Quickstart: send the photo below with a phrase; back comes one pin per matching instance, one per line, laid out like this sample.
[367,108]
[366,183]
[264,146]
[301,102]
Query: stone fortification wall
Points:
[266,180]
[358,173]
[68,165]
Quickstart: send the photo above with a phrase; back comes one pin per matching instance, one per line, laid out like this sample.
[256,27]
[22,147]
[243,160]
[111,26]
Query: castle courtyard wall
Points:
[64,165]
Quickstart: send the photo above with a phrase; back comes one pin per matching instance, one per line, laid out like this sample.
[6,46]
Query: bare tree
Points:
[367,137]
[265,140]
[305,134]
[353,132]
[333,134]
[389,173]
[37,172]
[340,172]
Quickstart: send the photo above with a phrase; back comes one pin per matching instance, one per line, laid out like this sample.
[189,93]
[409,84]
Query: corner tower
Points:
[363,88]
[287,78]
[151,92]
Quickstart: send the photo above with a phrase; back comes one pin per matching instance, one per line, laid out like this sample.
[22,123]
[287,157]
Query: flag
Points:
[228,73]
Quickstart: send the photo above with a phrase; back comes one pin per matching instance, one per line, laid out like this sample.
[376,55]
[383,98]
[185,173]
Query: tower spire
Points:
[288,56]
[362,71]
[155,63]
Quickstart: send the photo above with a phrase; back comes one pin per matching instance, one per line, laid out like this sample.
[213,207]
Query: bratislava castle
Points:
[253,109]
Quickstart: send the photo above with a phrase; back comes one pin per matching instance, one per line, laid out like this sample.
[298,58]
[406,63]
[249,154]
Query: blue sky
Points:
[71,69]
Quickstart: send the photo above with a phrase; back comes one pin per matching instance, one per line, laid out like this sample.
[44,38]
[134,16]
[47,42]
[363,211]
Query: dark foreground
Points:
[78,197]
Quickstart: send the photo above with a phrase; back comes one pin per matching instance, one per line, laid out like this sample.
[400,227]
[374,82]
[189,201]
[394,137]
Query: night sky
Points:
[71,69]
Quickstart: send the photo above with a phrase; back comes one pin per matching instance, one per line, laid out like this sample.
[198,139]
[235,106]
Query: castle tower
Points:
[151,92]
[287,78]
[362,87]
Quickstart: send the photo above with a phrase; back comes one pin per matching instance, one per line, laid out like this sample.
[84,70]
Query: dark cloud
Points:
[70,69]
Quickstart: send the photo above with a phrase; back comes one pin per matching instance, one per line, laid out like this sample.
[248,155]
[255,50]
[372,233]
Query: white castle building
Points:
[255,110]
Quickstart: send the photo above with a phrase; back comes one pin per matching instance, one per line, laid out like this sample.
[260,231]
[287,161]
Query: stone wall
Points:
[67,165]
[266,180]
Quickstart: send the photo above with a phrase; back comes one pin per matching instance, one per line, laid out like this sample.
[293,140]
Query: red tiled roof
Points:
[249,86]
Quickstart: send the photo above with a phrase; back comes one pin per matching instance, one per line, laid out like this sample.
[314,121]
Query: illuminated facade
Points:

= = = = =

• TASK TO COMPLETE
From the data above, copy each line with the string "dark" in it.

• ANSWER
Query: dark foreground
Query: dark cloud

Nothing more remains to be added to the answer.